● **Supplied text**
Explanation of Major Routes in Professional Writing - Succeed in Writing. Key words: contract, employee, freelance, speculative, technical, marketing, proposal, television, staff writer, Ron Kurtus, School for Champions. Copyright © Restrictions
Major Routes to Professional Writing
by Ron Kurtus (8 January 2008)
Major routes to earning your living as a writer are to be an employee of a company, to do contract writing or to do speculative writing. An employee has a long-term contract or arrangement, a contract or freelance writer gets short-term contract, while a speculative writer is often selling a completed work. There is some overlap in their areas, and sometimes writers jump from one route to another.
Questions you may have include:
- What are the factors involved in being an employee?
- What is an independent contract writer?
- What are the factors involved in speculative writing?
This lesson will answer those questions.
Many writers are employees of companies. They are given writing assignments and deadlines to complete those assignments. The job provides stability and security. But since no job is guaranteed forever, employees are actually writers with long term contracts.
Technical writers, proposal writers and marketing writers are typical business writing employees. In television and movies, there are staff story writers, news writers and editors, among other writing jobs.

● **Complete the following**
- A) Decide whether each statement agrees with the article on routes to professional writing, answering yes or no and quoting the deciding words of the article: (i) A speculative writer often sells a work that is already finished. (ii) A writing job with a company is guaranteed to last permanently. (iii) Proposal writers are among the typical business writing employees.
- B) Restate as a short list the paragraph of the article on routes to professional writing that begins "Many writers are employees of companies," keeping its main facts.

● **Record excerpts**

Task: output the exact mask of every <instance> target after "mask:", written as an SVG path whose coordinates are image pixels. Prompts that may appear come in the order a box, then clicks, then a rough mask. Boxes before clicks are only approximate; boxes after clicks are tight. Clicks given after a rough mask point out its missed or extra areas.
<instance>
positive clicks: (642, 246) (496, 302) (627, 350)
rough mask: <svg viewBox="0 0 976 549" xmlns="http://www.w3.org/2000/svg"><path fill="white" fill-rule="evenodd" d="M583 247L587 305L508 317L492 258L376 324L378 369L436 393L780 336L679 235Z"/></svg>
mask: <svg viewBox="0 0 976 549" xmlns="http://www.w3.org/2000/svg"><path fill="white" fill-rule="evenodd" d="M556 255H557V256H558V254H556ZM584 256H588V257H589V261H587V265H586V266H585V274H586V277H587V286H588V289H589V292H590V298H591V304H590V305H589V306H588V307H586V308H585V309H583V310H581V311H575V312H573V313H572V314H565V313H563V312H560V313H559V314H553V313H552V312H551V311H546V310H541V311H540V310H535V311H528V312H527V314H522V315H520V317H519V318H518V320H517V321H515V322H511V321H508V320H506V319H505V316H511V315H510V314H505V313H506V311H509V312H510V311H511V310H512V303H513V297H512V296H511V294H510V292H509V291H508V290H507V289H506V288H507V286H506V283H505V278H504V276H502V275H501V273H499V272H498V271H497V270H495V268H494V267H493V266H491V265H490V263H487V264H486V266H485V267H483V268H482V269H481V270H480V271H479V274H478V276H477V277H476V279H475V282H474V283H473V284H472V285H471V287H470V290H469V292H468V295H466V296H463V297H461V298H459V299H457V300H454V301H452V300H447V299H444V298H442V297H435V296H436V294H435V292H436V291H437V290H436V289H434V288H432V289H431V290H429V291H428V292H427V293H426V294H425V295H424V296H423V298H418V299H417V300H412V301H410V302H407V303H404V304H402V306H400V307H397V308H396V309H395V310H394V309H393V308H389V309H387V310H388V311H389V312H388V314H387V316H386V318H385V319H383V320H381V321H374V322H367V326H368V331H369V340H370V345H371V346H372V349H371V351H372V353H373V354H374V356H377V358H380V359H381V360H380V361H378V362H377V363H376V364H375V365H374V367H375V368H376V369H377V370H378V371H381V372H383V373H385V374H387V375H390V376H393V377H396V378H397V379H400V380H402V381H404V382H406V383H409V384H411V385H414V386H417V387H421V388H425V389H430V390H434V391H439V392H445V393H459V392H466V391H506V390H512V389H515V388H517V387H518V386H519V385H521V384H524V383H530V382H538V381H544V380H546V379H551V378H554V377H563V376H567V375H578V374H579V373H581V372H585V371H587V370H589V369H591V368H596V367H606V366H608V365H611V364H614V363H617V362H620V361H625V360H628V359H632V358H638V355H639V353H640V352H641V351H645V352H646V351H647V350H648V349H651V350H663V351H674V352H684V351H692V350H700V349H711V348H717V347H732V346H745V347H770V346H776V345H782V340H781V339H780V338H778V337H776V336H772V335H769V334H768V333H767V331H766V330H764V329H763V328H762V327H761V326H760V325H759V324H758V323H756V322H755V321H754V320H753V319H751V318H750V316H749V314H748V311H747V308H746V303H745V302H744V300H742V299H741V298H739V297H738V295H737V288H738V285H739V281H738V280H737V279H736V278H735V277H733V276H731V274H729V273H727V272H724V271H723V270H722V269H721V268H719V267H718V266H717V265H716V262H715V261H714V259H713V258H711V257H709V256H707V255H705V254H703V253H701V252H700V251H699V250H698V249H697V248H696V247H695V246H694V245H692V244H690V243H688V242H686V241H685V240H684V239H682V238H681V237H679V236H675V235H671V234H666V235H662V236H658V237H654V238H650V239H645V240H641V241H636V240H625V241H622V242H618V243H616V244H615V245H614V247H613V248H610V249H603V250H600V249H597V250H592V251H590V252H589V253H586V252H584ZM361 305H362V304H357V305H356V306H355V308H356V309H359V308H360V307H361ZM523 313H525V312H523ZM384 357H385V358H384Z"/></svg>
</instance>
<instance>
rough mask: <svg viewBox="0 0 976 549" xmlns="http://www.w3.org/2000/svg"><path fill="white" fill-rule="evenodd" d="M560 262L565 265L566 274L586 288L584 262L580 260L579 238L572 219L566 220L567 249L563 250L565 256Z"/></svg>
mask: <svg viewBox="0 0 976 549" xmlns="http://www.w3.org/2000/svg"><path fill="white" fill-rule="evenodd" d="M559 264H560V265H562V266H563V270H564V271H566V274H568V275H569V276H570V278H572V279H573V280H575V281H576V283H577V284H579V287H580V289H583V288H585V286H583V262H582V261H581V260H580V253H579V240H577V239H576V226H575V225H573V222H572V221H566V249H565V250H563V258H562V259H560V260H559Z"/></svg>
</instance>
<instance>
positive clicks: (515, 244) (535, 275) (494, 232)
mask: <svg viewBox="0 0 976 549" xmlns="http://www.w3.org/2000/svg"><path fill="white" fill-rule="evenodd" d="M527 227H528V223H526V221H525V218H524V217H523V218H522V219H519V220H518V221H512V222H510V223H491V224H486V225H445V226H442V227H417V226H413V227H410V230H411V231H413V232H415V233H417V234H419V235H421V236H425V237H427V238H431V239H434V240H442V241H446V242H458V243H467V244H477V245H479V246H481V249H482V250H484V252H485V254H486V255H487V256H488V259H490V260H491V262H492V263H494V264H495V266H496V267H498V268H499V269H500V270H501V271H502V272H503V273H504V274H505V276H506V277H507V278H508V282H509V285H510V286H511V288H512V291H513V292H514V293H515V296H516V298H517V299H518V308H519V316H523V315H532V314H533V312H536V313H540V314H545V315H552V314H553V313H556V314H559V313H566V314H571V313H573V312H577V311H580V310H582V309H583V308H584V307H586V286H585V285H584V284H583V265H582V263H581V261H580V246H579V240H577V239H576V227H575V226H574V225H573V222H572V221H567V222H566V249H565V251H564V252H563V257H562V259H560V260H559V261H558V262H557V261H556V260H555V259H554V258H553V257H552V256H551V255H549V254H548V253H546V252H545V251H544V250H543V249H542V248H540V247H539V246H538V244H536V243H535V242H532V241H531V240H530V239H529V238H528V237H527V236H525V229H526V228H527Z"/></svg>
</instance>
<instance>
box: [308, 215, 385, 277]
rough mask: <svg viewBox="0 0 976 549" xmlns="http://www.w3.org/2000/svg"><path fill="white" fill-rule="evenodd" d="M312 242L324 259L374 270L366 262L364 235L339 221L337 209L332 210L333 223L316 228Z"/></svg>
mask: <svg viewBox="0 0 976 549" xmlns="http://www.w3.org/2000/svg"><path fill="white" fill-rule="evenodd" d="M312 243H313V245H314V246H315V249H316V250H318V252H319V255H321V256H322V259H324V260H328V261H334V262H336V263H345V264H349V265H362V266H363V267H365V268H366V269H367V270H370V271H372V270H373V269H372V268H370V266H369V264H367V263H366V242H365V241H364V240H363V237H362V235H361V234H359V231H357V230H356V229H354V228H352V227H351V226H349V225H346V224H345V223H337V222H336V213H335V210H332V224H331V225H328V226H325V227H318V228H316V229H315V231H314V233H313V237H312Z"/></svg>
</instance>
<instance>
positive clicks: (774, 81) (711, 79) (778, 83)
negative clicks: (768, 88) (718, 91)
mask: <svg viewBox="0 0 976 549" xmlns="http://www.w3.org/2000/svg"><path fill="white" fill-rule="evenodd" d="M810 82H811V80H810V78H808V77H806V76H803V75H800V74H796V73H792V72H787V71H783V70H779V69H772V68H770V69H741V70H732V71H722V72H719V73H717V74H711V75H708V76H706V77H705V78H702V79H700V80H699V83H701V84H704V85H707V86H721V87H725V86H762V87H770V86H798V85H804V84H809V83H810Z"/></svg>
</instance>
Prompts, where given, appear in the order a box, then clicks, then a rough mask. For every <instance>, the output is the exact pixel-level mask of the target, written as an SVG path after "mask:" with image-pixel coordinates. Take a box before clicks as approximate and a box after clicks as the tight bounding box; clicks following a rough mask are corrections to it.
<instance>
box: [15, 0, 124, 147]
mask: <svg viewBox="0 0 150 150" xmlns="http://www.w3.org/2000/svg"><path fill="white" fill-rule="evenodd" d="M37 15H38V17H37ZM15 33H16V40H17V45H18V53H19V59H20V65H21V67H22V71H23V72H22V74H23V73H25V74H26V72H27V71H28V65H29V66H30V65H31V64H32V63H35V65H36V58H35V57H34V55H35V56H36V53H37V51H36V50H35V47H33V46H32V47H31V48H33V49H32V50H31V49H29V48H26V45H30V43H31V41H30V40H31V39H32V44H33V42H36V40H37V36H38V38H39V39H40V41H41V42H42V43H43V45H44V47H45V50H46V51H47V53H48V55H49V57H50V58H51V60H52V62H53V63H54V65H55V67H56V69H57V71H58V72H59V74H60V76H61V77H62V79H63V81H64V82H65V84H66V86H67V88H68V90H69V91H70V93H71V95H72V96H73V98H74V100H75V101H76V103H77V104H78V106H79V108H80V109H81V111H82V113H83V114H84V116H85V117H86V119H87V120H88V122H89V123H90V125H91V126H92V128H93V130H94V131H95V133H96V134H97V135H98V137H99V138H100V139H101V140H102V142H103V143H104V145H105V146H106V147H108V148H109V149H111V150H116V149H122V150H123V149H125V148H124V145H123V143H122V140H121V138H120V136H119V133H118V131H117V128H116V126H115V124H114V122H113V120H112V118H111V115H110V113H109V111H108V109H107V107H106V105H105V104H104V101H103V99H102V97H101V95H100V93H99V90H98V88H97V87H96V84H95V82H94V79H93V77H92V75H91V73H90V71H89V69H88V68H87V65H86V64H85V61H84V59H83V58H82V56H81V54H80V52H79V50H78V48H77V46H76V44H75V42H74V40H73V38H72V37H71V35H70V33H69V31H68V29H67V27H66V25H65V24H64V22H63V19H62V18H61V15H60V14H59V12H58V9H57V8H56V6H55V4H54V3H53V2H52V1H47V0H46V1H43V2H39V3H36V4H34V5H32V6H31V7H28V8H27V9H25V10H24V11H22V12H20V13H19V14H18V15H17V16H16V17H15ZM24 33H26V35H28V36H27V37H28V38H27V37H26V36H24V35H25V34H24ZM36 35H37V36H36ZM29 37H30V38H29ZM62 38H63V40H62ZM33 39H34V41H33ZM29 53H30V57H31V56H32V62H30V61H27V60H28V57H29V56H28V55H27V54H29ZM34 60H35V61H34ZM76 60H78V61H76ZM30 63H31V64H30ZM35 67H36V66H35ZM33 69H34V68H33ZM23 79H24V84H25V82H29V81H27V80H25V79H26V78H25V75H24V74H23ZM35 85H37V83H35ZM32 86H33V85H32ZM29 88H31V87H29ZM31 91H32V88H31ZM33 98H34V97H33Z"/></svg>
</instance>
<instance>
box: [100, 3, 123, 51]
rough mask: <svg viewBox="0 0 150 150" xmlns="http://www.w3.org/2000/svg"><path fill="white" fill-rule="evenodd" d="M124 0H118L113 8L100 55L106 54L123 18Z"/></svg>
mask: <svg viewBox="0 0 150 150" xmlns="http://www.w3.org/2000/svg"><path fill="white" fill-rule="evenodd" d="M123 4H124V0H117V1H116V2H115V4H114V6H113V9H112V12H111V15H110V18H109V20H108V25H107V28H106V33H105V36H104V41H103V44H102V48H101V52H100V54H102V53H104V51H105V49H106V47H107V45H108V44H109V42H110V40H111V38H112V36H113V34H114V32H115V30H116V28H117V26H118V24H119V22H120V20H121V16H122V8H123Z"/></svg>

● **Your responses**
- A)
(i) Yes: "a speculative writer is often selling a completed work"
(ii) No: "since no job is guaranteed forever"
(iii) Yes: "Technical writers, proposal writers and marketing writers are typical business writing employees."

- B)
- Many writers work as employees of companies.
- They receive writing assignments with deadlines.
- The job offers stability and security.
- Because no job is guaranteed forever, such employees are in effect writers on long-term contracts.